Scan the records for the string "Please" and copy every line that holds it.

START INPUT FOR THIS TASK

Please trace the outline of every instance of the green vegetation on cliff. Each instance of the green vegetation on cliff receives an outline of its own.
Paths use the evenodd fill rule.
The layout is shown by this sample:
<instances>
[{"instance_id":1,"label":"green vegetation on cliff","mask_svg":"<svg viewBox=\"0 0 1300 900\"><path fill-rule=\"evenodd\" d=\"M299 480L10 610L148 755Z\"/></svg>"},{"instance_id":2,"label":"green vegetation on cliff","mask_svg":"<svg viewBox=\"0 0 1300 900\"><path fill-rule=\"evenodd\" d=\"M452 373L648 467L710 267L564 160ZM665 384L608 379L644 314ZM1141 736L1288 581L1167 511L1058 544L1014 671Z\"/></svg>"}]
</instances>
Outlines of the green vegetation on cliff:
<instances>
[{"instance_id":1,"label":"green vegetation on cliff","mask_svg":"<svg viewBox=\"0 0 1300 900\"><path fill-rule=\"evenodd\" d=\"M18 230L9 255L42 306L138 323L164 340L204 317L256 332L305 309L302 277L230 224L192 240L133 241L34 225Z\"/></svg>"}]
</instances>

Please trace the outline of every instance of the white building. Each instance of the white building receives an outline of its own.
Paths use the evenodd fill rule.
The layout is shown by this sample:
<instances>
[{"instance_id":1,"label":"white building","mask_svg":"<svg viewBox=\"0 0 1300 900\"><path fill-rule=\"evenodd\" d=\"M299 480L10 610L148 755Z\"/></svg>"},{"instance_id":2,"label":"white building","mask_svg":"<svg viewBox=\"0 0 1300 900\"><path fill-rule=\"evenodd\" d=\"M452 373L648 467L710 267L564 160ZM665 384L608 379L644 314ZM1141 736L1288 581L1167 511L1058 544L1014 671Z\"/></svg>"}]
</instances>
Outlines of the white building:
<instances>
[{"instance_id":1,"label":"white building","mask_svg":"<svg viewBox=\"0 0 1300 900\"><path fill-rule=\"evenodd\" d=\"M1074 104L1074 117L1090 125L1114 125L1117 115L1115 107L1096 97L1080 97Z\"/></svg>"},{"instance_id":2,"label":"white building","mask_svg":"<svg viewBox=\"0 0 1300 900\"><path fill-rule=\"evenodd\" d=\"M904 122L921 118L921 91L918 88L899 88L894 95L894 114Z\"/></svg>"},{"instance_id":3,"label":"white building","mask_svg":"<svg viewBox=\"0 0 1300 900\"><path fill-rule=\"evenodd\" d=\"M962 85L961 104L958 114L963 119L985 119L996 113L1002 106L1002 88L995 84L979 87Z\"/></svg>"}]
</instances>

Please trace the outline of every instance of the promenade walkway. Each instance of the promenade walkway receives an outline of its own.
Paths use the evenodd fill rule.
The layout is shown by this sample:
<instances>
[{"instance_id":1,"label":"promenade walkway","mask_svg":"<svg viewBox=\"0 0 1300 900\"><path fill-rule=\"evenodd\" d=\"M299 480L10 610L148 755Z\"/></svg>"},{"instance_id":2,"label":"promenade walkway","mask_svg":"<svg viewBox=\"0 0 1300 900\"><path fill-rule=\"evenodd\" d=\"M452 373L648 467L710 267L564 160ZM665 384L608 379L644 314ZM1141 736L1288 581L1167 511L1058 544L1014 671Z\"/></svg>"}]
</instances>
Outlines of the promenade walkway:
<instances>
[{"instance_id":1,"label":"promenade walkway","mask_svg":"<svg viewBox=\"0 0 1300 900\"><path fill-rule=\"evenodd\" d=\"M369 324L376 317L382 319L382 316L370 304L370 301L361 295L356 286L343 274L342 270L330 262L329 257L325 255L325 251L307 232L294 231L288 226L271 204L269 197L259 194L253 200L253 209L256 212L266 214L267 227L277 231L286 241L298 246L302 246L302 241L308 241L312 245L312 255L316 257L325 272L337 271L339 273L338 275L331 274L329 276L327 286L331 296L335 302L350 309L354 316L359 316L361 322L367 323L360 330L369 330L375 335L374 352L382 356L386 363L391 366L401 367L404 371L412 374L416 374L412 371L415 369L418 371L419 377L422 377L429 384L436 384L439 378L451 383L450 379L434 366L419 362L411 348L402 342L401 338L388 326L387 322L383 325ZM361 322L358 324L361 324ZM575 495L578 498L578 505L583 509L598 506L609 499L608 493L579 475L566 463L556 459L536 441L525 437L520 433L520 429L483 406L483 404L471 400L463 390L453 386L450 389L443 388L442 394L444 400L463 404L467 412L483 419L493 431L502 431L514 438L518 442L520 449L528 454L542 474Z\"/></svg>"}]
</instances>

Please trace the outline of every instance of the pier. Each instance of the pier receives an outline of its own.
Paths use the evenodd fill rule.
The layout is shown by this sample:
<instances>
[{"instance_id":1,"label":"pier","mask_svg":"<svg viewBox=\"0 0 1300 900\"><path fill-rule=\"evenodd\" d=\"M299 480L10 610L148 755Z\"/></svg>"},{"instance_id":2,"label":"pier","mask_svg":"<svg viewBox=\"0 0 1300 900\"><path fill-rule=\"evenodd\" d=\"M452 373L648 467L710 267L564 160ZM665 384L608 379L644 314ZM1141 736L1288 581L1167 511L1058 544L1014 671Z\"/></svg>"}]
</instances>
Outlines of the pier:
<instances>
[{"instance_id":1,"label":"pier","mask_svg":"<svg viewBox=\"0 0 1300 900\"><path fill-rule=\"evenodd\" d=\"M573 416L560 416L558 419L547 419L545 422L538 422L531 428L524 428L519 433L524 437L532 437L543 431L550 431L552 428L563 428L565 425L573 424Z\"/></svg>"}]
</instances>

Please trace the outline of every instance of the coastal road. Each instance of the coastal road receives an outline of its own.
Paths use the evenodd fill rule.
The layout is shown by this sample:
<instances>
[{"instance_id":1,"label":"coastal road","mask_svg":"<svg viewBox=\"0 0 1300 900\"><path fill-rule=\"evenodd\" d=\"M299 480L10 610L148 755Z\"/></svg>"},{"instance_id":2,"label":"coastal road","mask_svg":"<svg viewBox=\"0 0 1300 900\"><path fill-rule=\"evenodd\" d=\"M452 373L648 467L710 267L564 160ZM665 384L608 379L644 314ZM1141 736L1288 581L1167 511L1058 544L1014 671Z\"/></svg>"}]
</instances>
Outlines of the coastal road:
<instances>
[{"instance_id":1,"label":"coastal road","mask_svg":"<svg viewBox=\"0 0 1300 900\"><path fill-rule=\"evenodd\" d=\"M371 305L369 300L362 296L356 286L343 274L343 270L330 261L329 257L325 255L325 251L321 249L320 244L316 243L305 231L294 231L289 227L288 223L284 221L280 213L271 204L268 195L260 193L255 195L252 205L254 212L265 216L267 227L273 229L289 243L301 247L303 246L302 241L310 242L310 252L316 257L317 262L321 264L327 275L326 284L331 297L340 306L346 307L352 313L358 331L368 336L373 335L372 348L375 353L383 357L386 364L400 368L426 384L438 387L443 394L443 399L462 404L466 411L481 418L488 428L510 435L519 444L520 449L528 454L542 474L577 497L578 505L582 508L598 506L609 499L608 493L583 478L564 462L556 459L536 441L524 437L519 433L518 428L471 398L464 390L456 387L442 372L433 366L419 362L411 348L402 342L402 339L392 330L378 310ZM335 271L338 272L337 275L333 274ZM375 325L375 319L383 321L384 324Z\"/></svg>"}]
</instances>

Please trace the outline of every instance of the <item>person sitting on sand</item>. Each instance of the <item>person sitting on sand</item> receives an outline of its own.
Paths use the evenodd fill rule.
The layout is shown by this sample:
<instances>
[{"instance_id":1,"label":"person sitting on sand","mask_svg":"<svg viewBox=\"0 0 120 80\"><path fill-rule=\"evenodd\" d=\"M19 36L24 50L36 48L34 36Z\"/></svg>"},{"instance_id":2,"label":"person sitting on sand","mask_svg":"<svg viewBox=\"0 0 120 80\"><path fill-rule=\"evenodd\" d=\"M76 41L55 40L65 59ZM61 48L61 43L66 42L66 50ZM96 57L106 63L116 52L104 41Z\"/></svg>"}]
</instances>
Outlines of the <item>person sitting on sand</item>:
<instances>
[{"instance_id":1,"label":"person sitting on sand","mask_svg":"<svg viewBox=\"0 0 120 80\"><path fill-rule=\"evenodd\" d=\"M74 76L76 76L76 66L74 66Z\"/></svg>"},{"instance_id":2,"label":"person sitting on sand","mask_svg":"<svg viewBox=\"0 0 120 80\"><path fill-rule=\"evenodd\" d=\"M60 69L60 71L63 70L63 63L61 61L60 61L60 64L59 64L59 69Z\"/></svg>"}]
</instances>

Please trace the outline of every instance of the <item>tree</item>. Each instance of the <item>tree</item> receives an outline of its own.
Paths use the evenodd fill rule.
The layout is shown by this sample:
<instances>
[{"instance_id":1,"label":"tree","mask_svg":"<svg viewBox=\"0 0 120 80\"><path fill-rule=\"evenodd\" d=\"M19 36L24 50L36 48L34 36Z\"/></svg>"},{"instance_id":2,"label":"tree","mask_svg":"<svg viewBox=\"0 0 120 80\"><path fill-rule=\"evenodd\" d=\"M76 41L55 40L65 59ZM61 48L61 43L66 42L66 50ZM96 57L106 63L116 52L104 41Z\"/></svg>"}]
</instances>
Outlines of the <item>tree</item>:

END INPUT FOR THIS TASK

▶ _COMPLETED TASK_:
Please trace the outline of every instance of the green vegetation on cliff. Each instance of the green vegetation on cliff receives an outline of its own.
Please trace the outline of every instance of the white building. Each instance of the white building receives an outline of its own.
Please trace the outline of every instance of the promenade walkway. Each instance of the promenade walkway receives an outline of its own.
Please trace the outline of every instance of the pier. Each instance of the pier receives an outline of its own.
Please trace the outline of every instance of the coastal road. Each instance of the coastal road receives an outline of its own.
Please trace the outline of every instance of the <item>person sitting on sand</item>. Each instance of the <item>person sitting on sand</item> receives an outline of its own.
Please trace the outline of every instance of the <item>tree</item>. Each instance of the <item>tree</item> receives an outline of its own.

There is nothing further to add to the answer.